(EXERCISE)
Where does "grass" occur in the listing? Copy every line that holds it.

────────────────────

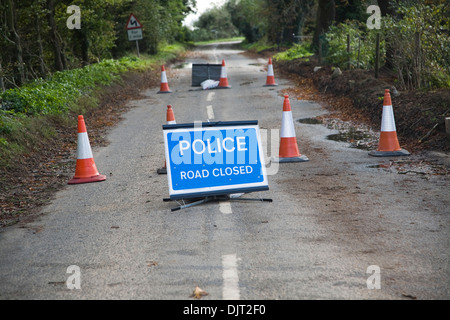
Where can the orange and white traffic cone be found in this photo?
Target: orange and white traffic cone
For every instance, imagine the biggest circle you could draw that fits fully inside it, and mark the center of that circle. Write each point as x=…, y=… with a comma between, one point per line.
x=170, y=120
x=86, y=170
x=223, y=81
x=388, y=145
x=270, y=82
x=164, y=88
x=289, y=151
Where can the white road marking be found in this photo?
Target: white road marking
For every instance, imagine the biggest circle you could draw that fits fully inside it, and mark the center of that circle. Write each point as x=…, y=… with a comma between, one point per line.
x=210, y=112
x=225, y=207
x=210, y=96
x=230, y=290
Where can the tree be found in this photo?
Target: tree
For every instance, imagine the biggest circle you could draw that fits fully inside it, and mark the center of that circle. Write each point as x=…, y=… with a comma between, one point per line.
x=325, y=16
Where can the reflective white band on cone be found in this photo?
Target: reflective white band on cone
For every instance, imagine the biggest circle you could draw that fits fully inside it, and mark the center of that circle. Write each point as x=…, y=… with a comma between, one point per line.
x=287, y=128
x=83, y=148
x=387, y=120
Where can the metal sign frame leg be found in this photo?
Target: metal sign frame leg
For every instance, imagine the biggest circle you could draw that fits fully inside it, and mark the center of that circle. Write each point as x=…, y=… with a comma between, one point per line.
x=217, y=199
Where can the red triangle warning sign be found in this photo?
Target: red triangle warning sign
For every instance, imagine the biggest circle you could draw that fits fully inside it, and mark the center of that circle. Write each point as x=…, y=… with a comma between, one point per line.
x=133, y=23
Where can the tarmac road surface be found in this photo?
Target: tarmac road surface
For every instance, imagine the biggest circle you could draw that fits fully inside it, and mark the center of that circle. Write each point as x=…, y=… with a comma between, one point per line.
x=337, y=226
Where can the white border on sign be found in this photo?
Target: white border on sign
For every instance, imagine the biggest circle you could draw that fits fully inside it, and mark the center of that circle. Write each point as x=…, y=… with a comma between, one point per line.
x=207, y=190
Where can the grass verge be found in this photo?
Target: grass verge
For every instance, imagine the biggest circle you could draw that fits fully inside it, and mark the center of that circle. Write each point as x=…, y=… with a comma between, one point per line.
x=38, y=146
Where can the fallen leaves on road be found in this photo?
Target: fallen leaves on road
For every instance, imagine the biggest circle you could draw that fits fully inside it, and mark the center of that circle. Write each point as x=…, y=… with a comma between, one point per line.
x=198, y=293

────────────────────

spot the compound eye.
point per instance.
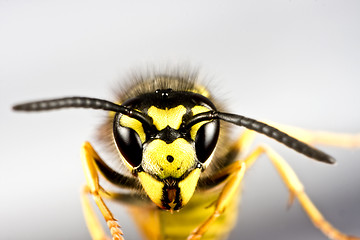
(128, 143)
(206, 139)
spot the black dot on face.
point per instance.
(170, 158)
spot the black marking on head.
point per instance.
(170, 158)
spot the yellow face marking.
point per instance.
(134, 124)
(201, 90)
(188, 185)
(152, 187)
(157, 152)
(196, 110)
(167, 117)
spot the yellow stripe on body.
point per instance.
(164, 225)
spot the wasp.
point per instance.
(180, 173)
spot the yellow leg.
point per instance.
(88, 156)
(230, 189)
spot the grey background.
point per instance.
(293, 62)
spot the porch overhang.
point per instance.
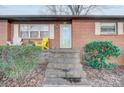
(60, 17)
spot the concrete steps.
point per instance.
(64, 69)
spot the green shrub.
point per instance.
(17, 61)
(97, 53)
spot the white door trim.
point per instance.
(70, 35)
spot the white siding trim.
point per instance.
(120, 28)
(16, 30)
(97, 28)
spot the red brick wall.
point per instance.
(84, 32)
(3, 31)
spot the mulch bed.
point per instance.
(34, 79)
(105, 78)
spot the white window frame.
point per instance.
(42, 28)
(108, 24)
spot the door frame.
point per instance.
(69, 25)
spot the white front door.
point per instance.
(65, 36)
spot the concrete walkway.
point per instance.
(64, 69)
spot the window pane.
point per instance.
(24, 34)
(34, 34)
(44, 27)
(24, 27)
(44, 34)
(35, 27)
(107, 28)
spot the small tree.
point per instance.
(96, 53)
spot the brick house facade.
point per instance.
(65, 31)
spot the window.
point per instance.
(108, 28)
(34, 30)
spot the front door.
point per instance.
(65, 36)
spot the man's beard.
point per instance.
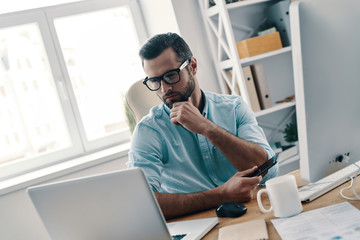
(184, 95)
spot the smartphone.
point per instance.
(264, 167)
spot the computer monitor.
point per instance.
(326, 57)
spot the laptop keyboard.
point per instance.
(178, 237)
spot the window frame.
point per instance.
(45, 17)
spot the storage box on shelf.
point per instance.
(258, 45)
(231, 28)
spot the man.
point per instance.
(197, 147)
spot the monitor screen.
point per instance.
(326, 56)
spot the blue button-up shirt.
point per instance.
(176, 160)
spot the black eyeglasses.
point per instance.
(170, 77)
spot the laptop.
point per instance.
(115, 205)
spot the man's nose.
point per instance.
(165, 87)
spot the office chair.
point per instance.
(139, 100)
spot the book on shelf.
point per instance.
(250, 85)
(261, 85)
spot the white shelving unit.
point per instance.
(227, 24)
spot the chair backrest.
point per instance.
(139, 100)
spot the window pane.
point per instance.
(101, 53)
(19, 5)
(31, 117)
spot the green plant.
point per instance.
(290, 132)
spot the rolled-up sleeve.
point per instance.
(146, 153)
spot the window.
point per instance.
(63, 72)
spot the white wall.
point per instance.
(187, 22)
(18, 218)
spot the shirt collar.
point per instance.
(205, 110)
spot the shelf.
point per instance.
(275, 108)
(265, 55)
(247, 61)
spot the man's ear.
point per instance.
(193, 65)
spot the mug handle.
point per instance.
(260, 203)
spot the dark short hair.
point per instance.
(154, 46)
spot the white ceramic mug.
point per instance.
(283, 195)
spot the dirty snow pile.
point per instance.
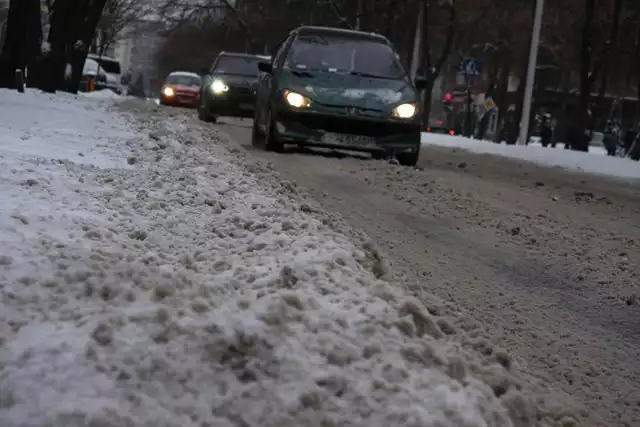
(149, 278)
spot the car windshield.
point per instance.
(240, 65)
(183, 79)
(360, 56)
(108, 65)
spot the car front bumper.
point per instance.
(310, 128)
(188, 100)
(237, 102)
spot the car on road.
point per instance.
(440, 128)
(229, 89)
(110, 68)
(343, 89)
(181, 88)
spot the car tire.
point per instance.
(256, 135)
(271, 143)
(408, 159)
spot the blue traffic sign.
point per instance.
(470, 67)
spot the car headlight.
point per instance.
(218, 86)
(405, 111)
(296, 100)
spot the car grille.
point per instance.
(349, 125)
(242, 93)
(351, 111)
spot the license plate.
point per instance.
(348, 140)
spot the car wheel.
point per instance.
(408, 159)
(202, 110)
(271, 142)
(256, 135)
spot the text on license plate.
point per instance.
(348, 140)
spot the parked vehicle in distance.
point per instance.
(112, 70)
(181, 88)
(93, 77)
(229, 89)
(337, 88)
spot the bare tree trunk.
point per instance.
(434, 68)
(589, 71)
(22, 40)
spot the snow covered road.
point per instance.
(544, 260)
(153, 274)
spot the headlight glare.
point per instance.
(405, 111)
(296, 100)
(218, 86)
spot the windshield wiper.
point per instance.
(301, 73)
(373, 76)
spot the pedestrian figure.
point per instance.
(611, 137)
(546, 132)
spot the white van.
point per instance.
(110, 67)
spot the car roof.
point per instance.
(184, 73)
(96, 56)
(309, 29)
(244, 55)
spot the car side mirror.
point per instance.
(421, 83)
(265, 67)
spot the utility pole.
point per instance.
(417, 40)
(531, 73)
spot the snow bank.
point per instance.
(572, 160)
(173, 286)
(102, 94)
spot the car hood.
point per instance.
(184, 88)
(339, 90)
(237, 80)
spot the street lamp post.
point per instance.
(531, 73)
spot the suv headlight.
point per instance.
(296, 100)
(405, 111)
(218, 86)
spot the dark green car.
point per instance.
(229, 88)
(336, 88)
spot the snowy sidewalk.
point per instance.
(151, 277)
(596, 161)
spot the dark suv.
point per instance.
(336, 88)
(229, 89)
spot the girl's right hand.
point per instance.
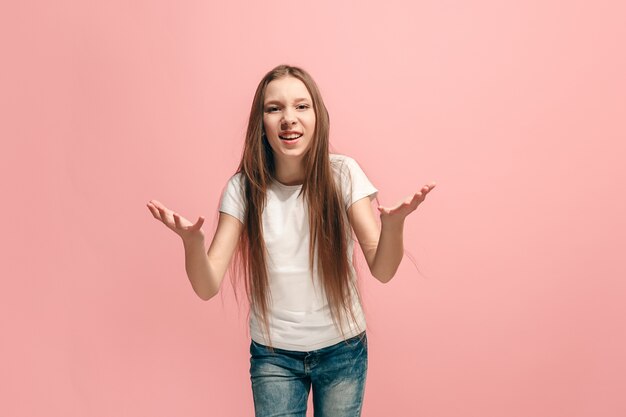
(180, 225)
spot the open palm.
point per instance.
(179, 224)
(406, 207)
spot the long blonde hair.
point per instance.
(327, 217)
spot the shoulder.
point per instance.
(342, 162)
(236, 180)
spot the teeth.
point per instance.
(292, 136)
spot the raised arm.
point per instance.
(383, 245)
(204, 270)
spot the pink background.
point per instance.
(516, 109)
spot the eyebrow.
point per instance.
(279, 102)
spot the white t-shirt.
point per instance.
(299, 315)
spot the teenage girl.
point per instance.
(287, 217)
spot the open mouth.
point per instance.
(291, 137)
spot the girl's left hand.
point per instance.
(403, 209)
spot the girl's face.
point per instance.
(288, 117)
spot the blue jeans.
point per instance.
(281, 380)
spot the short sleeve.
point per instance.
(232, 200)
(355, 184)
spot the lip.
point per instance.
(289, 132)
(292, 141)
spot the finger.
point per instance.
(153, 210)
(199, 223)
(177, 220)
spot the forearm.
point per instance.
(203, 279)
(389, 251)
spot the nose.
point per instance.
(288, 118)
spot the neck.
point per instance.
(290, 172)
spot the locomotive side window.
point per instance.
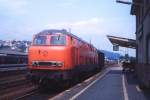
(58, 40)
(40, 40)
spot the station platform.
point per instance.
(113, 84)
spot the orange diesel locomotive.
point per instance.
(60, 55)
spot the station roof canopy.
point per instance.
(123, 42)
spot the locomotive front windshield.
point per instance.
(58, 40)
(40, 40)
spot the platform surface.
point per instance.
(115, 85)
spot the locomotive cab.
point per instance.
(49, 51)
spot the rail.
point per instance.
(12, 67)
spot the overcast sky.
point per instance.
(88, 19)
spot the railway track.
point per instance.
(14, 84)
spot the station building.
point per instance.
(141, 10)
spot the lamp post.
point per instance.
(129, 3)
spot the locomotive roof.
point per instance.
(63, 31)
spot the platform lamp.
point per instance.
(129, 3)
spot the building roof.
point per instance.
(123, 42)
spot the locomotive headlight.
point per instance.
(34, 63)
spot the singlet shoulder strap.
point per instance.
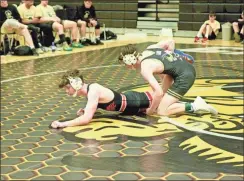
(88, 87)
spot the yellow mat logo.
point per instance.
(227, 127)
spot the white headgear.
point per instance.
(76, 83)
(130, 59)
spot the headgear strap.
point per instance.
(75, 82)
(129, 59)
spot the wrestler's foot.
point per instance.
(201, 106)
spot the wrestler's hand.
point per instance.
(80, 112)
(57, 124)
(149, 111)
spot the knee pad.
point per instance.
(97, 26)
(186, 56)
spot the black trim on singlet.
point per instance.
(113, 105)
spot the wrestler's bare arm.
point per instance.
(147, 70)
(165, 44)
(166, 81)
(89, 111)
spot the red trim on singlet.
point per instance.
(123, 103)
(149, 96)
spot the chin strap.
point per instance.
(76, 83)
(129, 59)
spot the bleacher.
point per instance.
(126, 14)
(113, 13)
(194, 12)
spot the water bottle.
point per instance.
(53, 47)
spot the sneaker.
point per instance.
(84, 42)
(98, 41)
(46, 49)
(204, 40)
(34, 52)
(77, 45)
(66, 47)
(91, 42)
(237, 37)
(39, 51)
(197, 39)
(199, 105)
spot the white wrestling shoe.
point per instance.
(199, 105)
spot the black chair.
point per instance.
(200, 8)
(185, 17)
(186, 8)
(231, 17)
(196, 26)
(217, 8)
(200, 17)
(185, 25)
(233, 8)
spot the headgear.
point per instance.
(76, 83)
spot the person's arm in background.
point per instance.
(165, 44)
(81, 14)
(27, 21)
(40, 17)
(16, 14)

────────────────────

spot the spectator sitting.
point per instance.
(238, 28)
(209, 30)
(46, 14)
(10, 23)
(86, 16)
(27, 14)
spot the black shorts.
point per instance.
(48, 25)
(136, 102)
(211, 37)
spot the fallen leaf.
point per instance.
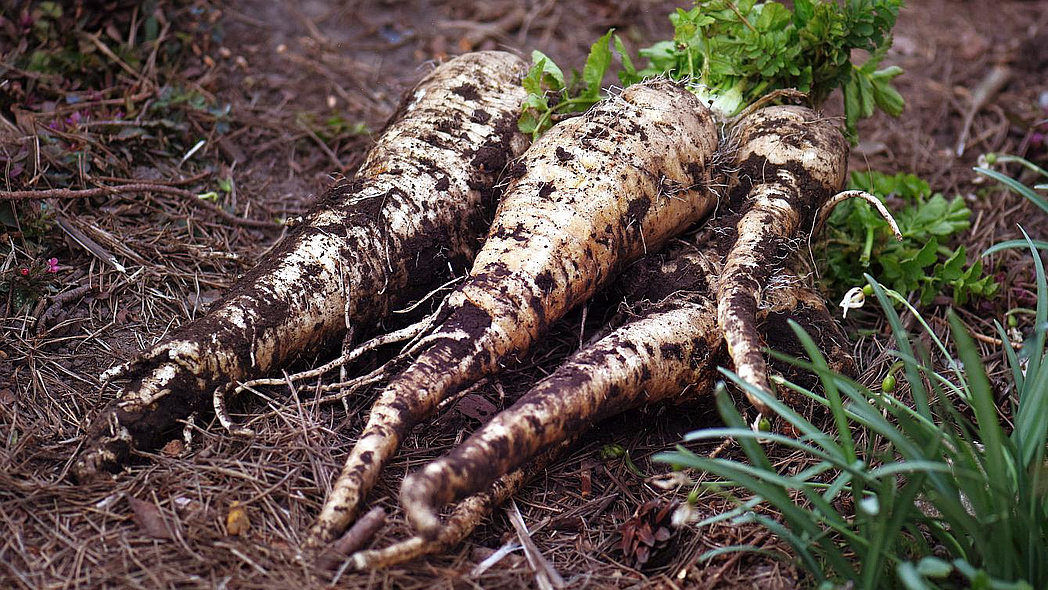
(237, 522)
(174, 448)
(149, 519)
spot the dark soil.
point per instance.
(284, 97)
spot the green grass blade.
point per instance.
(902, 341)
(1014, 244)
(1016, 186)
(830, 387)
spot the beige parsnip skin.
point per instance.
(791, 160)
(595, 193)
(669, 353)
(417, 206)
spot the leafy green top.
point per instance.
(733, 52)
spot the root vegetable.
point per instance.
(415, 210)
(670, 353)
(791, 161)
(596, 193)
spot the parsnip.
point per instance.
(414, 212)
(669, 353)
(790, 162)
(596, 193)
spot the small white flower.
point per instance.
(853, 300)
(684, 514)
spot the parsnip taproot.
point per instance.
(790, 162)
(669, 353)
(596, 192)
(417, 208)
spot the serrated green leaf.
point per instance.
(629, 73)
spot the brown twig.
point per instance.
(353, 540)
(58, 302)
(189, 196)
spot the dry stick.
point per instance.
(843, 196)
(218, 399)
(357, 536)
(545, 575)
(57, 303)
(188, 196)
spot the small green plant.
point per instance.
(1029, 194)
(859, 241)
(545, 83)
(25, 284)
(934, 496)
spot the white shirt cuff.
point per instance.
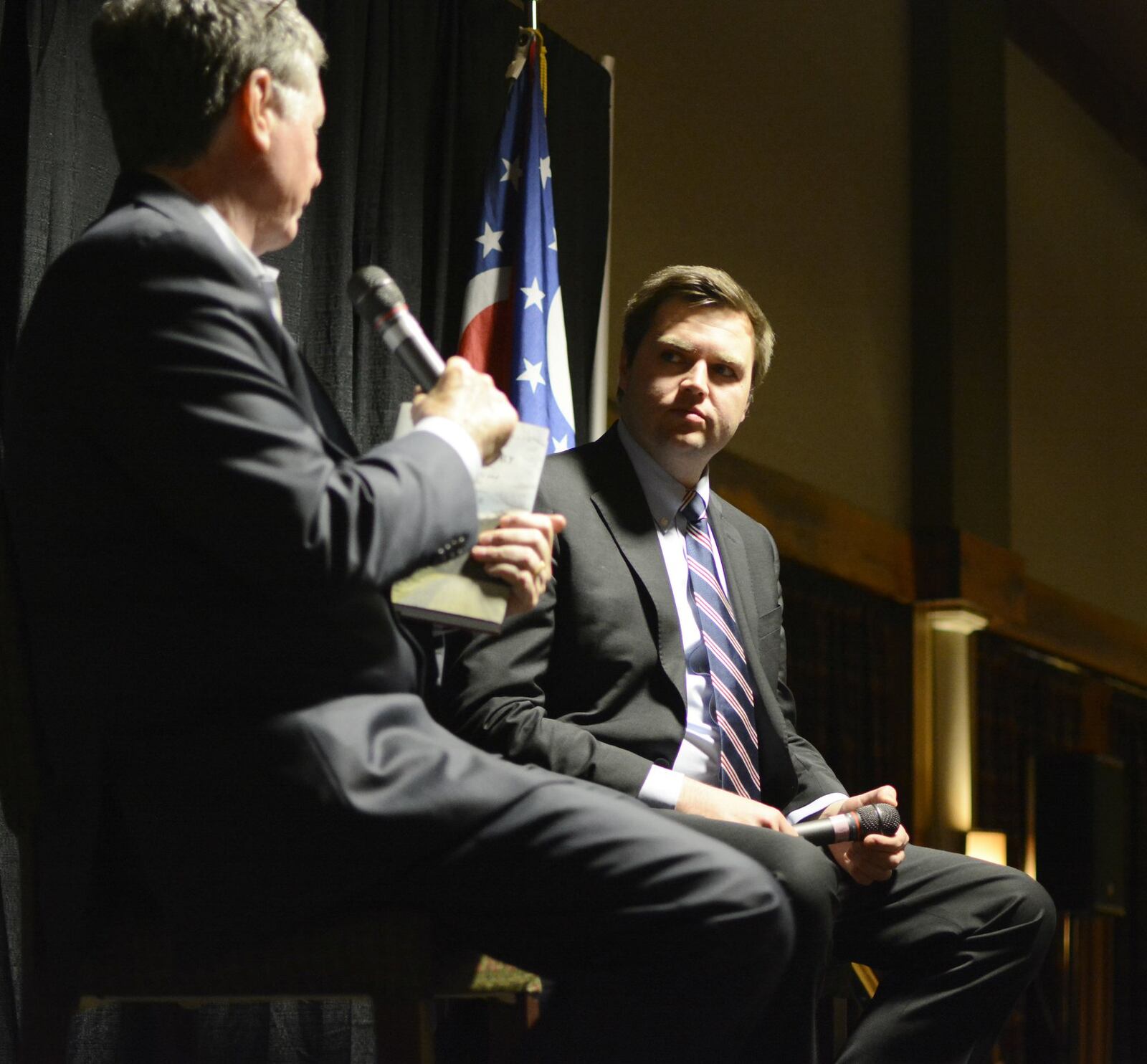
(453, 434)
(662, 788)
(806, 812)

────────────────────

(SOLUTION FOR THIS PROBLEM)
Where can the grass verge be found in this photo?
Target: grass verge
spot the green grass blade.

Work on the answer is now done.